STATED GOAL: Rewrite the records with every "sticker" replaced by "decal". Leave everything else unchanged.

EXERCISE MATERIAL:
|---|

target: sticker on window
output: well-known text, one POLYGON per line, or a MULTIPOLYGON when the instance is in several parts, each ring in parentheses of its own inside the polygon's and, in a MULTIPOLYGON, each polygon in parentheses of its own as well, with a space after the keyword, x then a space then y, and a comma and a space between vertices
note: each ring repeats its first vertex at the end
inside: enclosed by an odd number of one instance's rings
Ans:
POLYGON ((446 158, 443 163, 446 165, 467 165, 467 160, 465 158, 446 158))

|---|

ANSWER TO THIS TASK:
target: decal on window
output: well-known text, one POLYGON per line, or a MULTIPOLYGON when the instance is in several parts, each ring in parentheses of its own inside the polygon's and, in a MULTIPOLYGON, each polygon in parentheses of its own as well, with a space after the keyword, x then a space then y, and a comma and a space between vertices
note: each ring repeats its first vertex at the end
inside: enclosed by an odd number of one instance's rings
Ans:
POLYGON ((446 158, 443 163, 446 165, 467 165, 467 160, 465 158, 446 158))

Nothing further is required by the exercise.